Task instructions ->
1. In the article on the Nassiriya hospital, who is the senior pediatrician the correspondent follows through the wards?
2. According to the article on the Nassiriya hospital, why is the pride of the Iraqi people giving aid workers a boost?
3. In the article on the Nassiriya hospital, switch "kitchen sink" to "window frames" and write out the passage starting at "He says this" and ending at "and War Child.".

Page extract ->
Iraqi medical staff work in the dark in a Baghdad hospital after power outages

BAGHDAD, May 1 (IslamOnline.net & News Agencies) – Swarms of flies dart at the rich pickings on the floor - urine, blood, a patient's discarded drip, a mound of rubbish piled near the overflowing bin is how a British daily correspondent described a hospital in Iraq.

This is the bathroom at the Maternity and Children's Hospital in Iraq's southern city of Nassiriya, a Mirror correspondent, recounted her experience to  the war-ravaged country.

"I tread in the stuff as I vainly try to obliterate the stench with one hand over my nose. I lash the other hand about to ward off the flies," Alexandra Williams said in an article entitled "Your Kindness is Saving Lives In Iraq".

Apart from the odd doctor busy on rounds attending to women who should be celebrating life's miracle, there is no clue that this is a hospital, she said.

"As I follow Mohammed Hasson, the senior pediatrician, we leave a path in the grime on the floors of the wards," she added.

"He is reluctant to show me the bathroom. He pretends that his immaculate English has momentarily failed. On pressing him, he shakes his head and shudders. He's embarrassed as he points in the vague direction.

Apart from being a snapshot of conditions, this episode illustrates the doctor's pride.

You see it everywhere - from the three men passionately washing a lump of rusty metal that passes for a car, to the refusal by workers in the hospital and orphanage to acknowledge that the bare rooms are the work of looters.

"The things that were robbed after the war are just being looked after by people," says Nassiriya Orphanage teacher Kaseem Mahid. "They are in safe-keeping."

He says this despite the looters' war booty including even the door hinges and kitchen sink.

"Take-Off"

But it is this very pride that is giving aid workers a boost. They believe it is key to the country's survival.

"The Iraqis see us as equals," says War Child's boss, Norman Sheehan. "They do not see in colors. In Africa, the white man is seen as the one who solves things.

"The Iraqis see you as a resource that can help them. Give them the resources and watch them take-off. They are a very proud people."

Norman, 47, is the man with the job of spending the cash raised from the Hope CD, launched last week by the Daily Mirror and War Child.

An aid worker since 1985 - when he took what was intended to be a three-month break from his job as a fireman in Cork, Ireland, to go to Ethiopia, Norman is a master of aid distribution in war-ravaged countries.

Data provided ->
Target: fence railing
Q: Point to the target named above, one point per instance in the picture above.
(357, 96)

Solutions ->
1. Mohammed Hasson.

2. The aid workers believe this pride is key to the country's survival. Norman Sheehan explains that the Iraqis see aid workers as equals and as a resource, so if they are given resources, they will "take-off."

3.
He says this despite the looters' war booty including even the door hinges and window frames.

"Take-Off"

But it is this very pride that is giving aid workers a boost. They believe it is key to the country's survival.

"The Iraqis see us as equals," says War Child's boss, Norman Sheehan. "They do not see in colors. In Africa, the white man is seen as the one who solves things.

"The Iraqis see you as a resource that can help them. Give them the resources and watch them take-off. They are a very proud people."

Norman, 47, is the man with the job of spending the cash raised from the Hope CD, launched last week by the Daily Mirror and War Child.